• Problem statement: Copy out only the span from the line with "Spot the shadow" to the end of the data, both ends kept, word for word.

— start —

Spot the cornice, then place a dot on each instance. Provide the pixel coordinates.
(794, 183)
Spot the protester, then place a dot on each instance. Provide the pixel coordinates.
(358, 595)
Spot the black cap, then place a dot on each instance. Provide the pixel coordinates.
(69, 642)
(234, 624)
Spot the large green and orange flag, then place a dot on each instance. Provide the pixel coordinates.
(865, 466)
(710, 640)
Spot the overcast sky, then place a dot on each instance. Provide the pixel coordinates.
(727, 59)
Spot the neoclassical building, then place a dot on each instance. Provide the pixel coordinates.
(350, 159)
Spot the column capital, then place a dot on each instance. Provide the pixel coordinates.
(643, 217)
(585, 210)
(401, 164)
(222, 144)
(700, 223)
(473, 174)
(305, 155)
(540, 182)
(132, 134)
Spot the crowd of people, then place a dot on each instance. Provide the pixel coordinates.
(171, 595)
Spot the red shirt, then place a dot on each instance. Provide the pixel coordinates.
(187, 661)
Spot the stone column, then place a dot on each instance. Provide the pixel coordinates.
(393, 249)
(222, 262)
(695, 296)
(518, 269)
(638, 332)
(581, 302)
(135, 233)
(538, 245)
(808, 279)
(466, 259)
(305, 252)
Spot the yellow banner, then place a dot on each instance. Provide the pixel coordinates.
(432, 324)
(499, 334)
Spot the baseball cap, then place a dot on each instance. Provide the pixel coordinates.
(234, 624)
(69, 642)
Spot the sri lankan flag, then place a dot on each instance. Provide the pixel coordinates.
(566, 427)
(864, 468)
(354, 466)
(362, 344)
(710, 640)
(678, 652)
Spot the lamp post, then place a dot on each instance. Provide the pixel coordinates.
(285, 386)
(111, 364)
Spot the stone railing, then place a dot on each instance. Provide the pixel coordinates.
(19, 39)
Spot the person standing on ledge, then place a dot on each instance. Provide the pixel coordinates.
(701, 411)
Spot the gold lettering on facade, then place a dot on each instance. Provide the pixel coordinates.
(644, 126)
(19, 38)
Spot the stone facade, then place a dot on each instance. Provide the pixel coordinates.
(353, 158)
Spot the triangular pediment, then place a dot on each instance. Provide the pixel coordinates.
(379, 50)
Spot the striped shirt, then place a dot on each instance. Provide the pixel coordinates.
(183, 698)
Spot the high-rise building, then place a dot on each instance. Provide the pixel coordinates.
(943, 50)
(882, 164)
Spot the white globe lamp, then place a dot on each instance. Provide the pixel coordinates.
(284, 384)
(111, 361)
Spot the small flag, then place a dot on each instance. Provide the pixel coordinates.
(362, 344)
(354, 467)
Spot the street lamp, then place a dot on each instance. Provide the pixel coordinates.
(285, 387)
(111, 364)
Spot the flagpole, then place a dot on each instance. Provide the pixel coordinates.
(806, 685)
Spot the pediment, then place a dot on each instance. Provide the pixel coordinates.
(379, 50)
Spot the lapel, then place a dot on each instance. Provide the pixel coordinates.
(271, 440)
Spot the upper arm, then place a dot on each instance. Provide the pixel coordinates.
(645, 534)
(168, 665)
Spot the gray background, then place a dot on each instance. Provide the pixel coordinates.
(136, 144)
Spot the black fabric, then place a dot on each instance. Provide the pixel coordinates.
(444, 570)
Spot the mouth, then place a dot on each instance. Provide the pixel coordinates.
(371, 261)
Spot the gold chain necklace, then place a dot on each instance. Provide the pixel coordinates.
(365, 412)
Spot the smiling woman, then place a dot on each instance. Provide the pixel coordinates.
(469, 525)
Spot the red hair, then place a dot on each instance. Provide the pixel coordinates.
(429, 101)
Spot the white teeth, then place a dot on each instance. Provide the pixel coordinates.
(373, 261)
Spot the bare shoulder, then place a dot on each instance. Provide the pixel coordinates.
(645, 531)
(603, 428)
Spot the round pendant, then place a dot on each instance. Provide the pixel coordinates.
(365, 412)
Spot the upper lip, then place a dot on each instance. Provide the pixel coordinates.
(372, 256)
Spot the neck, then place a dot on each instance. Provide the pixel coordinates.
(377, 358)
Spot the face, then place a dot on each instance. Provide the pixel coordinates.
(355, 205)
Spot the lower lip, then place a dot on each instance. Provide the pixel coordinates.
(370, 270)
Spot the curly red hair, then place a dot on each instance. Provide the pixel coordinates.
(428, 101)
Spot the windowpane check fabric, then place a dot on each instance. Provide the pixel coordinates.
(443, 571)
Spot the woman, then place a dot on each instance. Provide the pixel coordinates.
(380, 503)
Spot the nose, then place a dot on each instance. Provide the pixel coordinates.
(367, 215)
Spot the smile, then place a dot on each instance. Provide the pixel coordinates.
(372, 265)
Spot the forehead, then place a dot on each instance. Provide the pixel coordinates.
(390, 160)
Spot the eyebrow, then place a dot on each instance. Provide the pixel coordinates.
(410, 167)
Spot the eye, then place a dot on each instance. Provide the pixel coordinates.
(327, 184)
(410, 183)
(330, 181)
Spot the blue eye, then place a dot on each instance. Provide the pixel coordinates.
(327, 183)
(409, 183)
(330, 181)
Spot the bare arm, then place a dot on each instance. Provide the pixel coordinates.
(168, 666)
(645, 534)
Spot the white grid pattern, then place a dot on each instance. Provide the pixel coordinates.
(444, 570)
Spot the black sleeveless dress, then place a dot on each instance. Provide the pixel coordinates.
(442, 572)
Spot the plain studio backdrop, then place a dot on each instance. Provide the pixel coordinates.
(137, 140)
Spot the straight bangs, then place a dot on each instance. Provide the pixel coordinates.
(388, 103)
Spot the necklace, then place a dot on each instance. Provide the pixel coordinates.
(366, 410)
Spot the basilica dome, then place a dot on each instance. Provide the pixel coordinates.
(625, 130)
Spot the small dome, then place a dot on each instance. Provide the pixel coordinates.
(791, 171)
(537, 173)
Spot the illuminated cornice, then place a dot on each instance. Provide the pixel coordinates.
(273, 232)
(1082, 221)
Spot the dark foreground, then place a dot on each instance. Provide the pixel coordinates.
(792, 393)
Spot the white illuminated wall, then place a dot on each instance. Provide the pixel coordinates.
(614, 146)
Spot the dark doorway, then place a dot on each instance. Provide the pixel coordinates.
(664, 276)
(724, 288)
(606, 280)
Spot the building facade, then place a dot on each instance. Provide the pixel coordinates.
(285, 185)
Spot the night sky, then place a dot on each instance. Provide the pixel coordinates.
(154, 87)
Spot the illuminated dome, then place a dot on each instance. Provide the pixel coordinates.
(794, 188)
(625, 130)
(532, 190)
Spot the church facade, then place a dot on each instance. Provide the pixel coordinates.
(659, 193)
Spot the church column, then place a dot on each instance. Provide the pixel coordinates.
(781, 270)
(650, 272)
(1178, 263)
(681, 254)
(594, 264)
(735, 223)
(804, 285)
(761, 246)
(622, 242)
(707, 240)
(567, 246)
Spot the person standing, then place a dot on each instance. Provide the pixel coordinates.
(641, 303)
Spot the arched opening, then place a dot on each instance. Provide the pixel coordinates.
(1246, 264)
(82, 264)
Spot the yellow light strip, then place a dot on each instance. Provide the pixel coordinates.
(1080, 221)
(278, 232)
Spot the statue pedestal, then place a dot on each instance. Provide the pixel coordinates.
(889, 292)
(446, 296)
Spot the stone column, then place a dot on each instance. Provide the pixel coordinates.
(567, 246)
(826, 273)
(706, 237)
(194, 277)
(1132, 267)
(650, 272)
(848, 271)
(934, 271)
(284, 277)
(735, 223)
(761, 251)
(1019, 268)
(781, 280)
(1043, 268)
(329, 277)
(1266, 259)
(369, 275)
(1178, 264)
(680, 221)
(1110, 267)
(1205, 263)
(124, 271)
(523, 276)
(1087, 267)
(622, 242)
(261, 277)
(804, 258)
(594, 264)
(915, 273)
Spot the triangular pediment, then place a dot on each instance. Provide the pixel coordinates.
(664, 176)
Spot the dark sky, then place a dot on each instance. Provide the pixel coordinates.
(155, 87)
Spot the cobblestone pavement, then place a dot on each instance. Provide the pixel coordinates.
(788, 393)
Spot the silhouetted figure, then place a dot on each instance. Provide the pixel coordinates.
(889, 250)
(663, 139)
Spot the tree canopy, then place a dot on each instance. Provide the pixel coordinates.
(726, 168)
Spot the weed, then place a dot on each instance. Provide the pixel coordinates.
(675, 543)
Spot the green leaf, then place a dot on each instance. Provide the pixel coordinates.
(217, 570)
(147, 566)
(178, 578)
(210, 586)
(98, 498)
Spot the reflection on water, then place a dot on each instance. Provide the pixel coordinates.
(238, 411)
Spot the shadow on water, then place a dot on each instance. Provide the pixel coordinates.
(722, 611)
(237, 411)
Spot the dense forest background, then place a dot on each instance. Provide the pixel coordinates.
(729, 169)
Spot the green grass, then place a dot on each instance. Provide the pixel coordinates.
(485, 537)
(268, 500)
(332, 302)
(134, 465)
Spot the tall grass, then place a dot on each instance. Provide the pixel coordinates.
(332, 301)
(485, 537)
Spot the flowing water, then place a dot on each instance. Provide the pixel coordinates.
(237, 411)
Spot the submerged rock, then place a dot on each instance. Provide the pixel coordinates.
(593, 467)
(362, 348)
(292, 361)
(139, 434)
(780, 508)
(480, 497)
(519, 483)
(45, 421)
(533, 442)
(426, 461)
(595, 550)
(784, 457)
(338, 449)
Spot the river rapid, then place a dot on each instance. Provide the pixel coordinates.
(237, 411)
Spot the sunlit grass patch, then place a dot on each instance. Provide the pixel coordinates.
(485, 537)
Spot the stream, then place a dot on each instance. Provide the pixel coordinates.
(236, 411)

— end —

• Result:
Spot the shadow on water, then place a dot on each instance. Provide the pixel coordinates.
(722, 611)
(237, 411)
Spot the dense forest background, then place a dot on each instance. Provide the pixel coordinates.
(729, 169)
Spot the green grass, then place a dot on each instance. Provide the pixel coordinates.
(485, 537)
(268, 500)
(332, 302)
(134, 465)
Spot the tall grass, then place a dot on each instance. Provide the pixel coordinates.
(332, 301)
(485, 537)
Spot the flowing water, then place a dot on each instance. Provide the pixel coordinates.
(237, 411)
Spot the submerged rock, then place a dot on each instance. Provide the pixel coordinates.
(593, 467)
(362, 348)
(292, 361)
(139, 434)
(780, 508)
(480, 497)
(519, 483)
(45, 421)
(533, 442)
(426, 461)
(595, 550)
(784, 457)
(338, 449)
Spot the river rapid, then place a dot on each instance. Provide the pixel coordinates.
(237, 411)
Spot the sunlit grass patch, then place a dot on each instance. Provide the pixel coordinates.
(485, 537)
Spot the stream, then place a dot on each instance. Provide the pixel coordinates.
(236, 411)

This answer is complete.